Extracted text:
In reality, since our LTV value is likely to be an average (and, dependent on the sample size and value of the data used to calculate it, there may be some error contained within meaning our actual LTV may come in lower than the inferred/average £300. In this case it would be prudent to set our MaxCPC lower than this theoretical MaxCPC of £8.70, perhaps setting it (say) 10% below this level to provide some headroom in case of statistical error, giving a revised MaxCPC of £7.83.
The above calculation shows what our maximum spend on ad campaigns should be, based on the expected total revenues from any newly acquired customer, over the whole lifetime of them buying from the company. The danger here is for the company to get carried away and spend an unsustainable (and unsupportable) amounts of money upfront on advertising and new customer acquisition, long before all that lifetime revenue crystallises as sales and, ultimately, cash receipts.
A more sustainable approach will be to base the calculation for MaxCPC on the likely spend per customer in their first year of trading with the company (i.e. “present value of the first year’s revenues generated from that customer”). In this case the prudent goal is to minimise cost of new customer acquisition – while at the same time maximising first year sales revenue – such that the company is able to generate a profit from that customer within their first year of trading. Where the cost to acquire is higher than the expected first year revenues, there is likely to be a cash flow risk (as well as being unsustainable over the medium to long term).
Customer segmentation:
All the above metrics can of course be modified to deal with more traditional types of advertising and direct response marketing too, since the same principles around campaign profitability will apply, or to other similar forms of online advertising.
One variable which should be accounted for carefully is the Life Time Value and how this may change for different types of customer, who may have different buying preferences and patterns, hence resulting in higher or lower LTV’s. The usual way to address this is to apply customer segmentation – that is, breaking the whole customer base down into different groups or segments, with members of each segment sharing similar characteristics with one another, but being sufficiently different from the other groups to mark them out as separate.
Where sales and other activities are taking place online, segmentation has become increasingly easy to track and apply using cookies or by advertising to different segments differently, applying different media/offer codes, driving them to different landing pages, and so on.

Tasks for this exercise:
[1] List every amount in pounds sterling that the passage on advertising costs and customer lifetime value mentions.
[2] Pick up the passage on advertising costs and customer segmentation after its final sentence and continue it.

Records shown:
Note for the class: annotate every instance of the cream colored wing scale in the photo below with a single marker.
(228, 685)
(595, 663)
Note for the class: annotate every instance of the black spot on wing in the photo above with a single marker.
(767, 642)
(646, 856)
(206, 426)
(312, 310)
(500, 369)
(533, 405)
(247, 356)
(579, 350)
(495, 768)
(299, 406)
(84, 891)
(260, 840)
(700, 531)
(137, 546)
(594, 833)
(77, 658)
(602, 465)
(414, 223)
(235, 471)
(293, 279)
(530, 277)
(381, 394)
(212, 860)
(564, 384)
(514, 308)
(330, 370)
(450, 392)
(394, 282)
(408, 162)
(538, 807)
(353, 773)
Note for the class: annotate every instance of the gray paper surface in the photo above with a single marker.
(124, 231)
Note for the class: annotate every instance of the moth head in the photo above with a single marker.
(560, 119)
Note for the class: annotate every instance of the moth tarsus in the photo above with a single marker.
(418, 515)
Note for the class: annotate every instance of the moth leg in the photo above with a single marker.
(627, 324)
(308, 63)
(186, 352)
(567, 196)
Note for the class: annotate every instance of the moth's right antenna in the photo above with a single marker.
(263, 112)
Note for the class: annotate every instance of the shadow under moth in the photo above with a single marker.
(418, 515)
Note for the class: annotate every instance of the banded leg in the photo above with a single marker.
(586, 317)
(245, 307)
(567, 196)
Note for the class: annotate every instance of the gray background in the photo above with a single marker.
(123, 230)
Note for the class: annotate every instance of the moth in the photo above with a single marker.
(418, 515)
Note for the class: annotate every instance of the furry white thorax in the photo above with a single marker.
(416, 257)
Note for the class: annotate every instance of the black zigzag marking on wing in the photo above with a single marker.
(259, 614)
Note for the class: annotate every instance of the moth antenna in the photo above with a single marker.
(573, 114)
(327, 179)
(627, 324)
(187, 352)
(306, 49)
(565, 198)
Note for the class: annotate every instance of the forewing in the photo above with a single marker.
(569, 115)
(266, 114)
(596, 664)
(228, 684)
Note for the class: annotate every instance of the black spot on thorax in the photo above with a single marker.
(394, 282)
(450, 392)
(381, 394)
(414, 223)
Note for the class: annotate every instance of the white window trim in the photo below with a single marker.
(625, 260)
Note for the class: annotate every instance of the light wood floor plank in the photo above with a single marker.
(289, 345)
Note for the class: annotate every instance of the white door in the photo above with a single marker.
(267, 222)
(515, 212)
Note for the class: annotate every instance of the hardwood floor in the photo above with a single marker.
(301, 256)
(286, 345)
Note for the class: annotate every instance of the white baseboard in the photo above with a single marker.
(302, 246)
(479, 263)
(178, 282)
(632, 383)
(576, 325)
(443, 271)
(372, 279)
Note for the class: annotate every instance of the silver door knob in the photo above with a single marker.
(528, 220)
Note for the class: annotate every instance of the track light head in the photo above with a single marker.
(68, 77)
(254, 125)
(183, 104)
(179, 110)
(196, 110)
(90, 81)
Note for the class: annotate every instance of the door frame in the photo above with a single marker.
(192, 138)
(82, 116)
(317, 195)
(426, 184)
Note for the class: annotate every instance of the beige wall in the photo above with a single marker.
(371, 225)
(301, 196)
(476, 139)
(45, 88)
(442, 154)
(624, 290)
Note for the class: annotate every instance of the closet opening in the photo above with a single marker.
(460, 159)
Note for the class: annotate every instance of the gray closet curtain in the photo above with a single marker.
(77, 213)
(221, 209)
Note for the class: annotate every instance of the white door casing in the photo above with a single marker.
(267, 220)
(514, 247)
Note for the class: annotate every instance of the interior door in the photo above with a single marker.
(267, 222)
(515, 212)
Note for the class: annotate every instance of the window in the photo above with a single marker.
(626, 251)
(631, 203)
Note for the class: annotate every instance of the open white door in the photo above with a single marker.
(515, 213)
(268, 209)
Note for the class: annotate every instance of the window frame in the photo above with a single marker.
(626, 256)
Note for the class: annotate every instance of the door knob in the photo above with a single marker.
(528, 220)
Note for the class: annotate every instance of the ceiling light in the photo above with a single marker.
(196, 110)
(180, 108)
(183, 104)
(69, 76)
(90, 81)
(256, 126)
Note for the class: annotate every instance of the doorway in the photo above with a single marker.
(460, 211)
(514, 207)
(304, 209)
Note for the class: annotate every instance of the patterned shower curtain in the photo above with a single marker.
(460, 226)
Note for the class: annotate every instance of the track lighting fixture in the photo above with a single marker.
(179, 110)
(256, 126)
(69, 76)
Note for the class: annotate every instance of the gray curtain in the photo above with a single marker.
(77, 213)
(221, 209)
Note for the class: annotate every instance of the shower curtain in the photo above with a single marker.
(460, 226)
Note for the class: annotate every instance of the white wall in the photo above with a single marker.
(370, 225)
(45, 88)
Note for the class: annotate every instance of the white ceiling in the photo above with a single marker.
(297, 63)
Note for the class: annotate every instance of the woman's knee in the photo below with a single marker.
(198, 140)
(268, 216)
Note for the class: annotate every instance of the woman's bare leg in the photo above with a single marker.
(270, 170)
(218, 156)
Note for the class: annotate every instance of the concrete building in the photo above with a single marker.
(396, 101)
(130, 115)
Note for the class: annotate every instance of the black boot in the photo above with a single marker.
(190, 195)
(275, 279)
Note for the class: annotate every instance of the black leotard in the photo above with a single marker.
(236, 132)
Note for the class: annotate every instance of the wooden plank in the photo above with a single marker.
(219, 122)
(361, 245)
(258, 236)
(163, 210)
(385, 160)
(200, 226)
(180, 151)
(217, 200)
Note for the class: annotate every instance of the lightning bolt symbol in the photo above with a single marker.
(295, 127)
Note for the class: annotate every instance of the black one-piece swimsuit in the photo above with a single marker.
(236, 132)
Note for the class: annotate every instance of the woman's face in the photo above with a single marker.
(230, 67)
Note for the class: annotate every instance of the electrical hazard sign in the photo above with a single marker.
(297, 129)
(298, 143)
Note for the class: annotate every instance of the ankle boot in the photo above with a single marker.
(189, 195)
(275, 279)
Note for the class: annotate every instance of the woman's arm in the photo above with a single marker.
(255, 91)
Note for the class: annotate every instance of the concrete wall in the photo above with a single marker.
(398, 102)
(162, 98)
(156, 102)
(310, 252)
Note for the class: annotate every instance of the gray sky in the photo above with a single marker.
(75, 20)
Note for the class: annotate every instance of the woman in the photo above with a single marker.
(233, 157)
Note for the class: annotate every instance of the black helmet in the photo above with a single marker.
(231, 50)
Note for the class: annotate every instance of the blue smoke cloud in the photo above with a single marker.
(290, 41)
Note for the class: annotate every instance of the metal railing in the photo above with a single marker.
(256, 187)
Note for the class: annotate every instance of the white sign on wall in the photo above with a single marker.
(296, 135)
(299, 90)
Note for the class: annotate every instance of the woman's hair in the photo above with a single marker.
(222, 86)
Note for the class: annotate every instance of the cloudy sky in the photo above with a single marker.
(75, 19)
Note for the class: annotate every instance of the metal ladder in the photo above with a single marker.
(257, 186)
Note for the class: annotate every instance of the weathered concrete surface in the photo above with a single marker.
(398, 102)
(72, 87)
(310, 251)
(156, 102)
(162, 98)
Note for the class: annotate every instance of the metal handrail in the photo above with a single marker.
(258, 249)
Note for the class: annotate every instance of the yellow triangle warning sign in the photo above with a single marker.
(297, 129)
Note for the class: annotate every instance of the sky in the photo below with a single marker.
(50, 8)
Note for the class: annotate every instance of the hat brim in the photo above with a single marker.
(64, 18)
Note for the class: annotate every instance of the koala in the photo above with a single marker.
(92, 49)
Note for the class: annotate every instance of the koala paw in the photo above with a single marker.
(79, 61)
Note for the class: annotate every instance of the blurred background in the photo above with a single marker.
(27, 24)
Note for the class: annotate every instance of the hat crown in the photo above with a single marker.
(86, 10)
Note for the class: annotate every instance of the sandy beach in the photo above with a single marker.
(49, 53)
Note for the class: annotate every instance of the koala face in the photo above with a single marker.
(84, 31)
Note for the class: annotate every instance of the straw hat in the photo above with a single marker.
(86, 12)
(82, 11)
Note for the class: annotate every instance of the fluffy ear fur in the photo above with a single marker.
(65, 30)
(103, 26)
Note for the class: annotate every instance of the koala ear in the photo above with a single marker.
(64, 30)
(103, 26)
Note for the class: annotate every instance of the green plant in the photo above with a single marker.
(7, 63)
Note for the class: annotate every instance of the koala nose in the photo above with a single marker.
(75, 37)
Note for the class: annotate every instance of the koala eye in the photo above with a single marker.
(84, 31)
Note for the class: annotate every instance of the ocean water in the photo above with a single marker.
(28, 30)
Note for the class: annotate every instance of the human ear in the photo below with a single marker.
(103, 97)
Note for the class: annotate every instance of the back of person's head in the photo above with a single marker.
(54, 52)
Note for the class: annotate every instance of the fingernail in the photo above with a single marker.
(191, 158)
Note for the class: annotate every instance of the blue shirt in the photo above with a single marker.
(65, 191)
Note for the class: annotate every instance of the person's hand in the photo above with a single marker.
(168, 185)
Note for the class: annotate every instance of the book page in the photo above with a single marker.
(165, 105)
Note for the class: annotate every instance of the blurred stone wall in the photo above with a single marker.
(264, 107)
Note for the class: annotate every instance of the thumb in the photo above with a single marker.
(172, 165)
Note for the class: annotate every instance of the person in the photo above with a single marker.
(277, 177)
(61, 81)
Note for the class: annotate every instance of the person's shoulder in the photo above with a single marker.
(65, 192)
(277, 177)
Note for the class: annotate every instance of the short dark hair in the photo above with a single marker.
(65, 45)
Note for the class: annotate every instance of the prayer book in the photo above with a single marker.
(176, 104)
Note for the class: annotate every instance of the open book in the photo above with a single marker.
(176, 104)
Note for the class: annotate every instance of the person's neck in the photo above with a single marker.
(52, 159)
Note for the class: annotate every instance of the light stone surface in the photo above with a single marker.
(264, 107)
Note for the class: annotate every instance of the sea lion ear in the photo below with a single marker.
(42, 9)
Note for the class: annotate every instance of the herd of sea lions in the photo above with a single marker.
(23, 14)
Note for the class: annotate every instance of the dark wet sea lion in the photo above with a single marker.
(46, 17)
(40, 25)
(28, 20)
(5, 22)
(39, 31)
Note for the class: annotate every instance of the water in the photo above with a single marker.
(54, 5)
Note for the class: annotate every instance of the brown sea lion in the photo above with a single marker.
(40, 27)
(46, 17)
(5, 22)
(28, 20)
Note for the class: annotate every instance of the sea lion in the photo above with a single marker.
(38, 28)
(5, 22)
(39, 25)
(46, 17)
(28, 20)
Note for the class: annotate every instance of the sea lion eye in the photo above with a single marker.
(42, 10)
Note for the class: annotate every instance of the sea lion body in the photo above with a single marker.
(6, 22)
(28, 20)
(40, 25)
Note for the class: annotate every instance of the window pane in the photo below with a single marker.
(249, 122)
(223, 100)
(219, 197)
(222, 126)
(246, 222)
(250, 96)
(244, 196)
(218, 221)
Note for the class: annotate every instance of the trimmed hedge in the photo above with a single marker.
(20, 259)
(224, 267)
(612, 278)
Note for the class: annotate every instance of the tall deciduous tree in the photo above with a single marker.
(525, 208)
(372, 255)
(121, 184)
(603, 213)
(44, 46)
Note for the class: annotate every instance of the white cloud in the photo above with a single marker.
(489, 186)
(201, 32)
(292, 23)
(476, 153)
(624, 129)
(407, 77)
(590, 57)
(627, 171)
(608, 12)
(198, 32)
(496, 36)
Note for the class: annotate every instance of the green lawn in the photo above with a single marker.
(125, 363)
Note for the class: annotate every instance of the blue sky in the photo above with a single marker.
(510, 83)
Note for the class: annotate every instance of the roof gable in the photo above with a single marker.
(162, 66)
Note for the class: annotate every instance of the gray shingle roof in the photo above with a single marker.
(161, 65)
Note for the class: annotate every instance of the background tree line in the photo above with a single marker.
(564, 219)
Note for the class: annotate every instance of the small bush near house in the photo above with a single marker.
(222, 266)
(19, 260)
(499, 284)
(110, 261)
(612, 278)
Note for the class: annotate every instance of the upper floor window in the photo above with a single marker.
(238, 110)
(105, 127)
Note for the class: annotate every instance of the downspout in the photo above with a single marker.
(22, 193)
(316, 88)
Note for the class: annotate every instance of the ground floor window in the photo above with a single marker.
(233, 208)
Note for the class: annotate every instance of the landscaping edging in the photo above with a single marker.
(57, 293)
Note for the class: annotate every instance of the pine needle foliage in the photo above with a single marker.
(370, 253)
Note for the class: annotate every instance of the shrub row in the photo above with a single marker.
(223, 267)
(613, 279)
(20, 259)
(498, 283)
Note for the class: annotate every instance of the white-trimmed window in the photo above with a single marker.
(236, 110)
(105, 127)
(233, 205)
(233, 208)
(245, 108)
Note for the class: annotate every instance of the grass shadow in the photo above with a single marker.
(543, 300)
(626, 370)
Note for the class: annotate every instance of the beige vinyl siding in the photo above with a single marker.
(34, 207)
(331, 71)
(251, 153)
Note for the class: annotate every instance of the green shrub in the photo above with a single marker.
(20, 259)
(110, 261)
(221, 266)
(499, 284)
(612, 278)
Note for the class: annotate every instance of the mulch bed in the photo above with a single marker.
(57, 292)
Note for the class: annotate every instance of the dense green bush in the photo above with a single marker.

Final answers:
[1]
£300
£8.70
£7.83

[2]
By segmenting, we can analyse data and behaviours of these different groups of customers, and in turn modify how we interact with them, the kinds of offers we make to them, the products we market, etc. all with a view to maximising our sales both within each segment, and overall across the whole business.
For example, some customers only purchase our highest value products. Even when we offered a cheaper product they didn’t take it. They generate high recurring revenues and have high life time values, but we would lose money if we extended the marketing to them to offer product ranges they weren’t interested in. Conversely, some customers have only ever purchased our lower-priced offerings, and even then they tend to wait for the sales or other discounted offers to be made before they’re persuaded to purchase. Here there’s no purpose in wasting money promoting our big-ticket items as they won’t be likely to buy them. But across all the customers within each group or segmentation, we can optimise our marketing, promotions and pricing, so optimising our overall sales.
The flip side is those customers who we really are better off without, they cost us money and administrative time and cost in servicing yet they buy only one product (probably the cheapest one), and then complain or never stick around to buy anything from us again. We are probably spending as much to recruit this sub-par customer as we are recruiting our best customers. So we will also want to optimise the kinds of prospects we market to and seek to acquire.
Segmentation analysis focusses on identifying who are our best customers, and what kind of prospects they were when we first acquired them so we can identify and recruit more customers like them. In order to do this kind of analysis, we’ll need to collect a number of different descriptive segmentation metrics, such as:
- What is the source of each visitor to the website? (online ads; offline ads; organic search; link referrals; joint venture/affiliate referrals; social media referrals – either our own social media marketing activity or activity by others; email campaigns; links from press/PR campaigns; direct)
- What device did each visitor use to visit the website? (mobile – iOS vs. Android; desktop; operating system; browser)
- Geographical location of each visitor (country, state, city)
- New or returning visitor; registered or unregistered on our website
- Activity upon visiting the site (bounce; remain; duration of stay; number of page views)
- Tracking the path – clickstream – each visitor takes through the website
Significant differences in relative metrics can guide the company towards ways to optimise results, e.g. visitors coming from an organic search have a significantly lower bounce rate than those coming from paid ad’s, therefore maximise resource usage on improving and optimising for organic traffic (through search engine optimisation – SEO) and deprioritise pay-per-click advertising.
Some quick SEO basics:
Content should be current and up-to-date, substantive and relevant to the subject(s) being covered. Landing pages shouldn’t be diluted by talking about multiple unconnected subjects. Obtain back-links – incoming links from other sites to your site – from authority sites with a high reputation (such as mainstream media sites, highly-ranked blogs, high quality review sites). Increase your social media presence on platforms like Facebook, Twitter and Google+, post quality original content there and encourage likes, retweets and shares – especially shares and retweets by influential people with high reputations.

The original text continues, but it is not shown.